* _Passage provided_:
# # # #

This is good to know, because nobody else has been using it that way, in relation to games or anything else.

This is just another one of those times where we are arguing not about the concept but about the semantics.
There's no need to argue about semantics when people agree on terminology and avoid using bespoke jargon.

I agree that that a feature can be important to 2 different types of games - I wouldn’t call that core but that’s rather beside the point.
What do you call it, then, so that we may translate?
 

OK. I'm not familiar with that particular usage of "core"; Oxford Languages via Google gives me the part of something that is central to its existence or character which seems pretty standard to me and doesn't imply uniqueness. (Eg integrity might be core both to Eliot Ness's and Superman's personalities.) And I think the OP and my subsequent posts have been pretty clear that that is how the word is being used.

Anyway, my posts have not been about the meaning of words; they've been about what is central to playing games that are in the same family as the one Arneson and Gygax invented.
I don’t get this. I pinpoint our issue as one of semantics - even proceed to agree with your concept - and in return you turn the conversation to my word use (aka semantics) not making sense to you - proceed to declare your semantics the one true way and then in your final paragraph proceed to deny the very thing you just did.

I honestly cannot wrap my head around this reply.
 


QFT! It gets so very tiresome when legitimate attempts at discussion and analysis continually get derailed by Hijackings of the Word Meaning/Usage Variety (HotWMUV ever after; it just rolls off the tongue!).
IMO. Most often people really do have 2 different concepts in mind regarding a word or phrase. Bridging that gap to get to the concept is what’s important (outside loaded language… but that’s a different issue).

# # # #

* _Raw data_:
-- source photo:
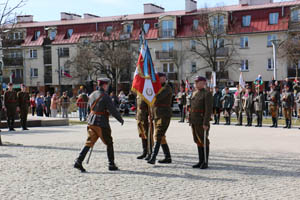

# # # #

* _Exercise_: Extend the forum discussion about the meaning of "core" in games, picking up after its last sentence.

* _Task output_:
 

All I was saying was that our underlying disagreement was ultimately word use - though that was not apparent at first.
Well, then, I am glad that you figured out the cause of your underlying disagreement.

By the way, what is the word you use for a feature can be important to 2 different types of games, that is apparently different from the word anybody else would use (that word being "core")? You didn't say, which makes it rather difficult to bridge the gap to get to the concept, since apparently we can't use the word that anybody else would use (that word being "core").
 

Well, then, I am glad that you figured out the cause of your underlying disagreement.
Thanks.
By the way, what is the word you use for a feature can be important to 2 different types of games, that is apparently different from the word anybody else would use (that word being "core")?
The way this is phrased makes me not want to answer. Which is probably a good thing as answering would only prolong this conversation that no one seems to actually want to have.

You didn't say, which makes it rather difficult to bridge the gap to get to the concept,
I already bridged the gap - I thought that was apparent.
since apparently we can't use the word that anybody else would use (that word being "core").
it’s weird how apparent observations are soo often flat out wrong. IMO, Use whatever word you want. I’ve got what I need to translate.
 


So normally if I've misunderstood what someone was saying, I note that I misunderstood them, perhaps apologise, and then reconsider what they had to say in light of what they actually meant.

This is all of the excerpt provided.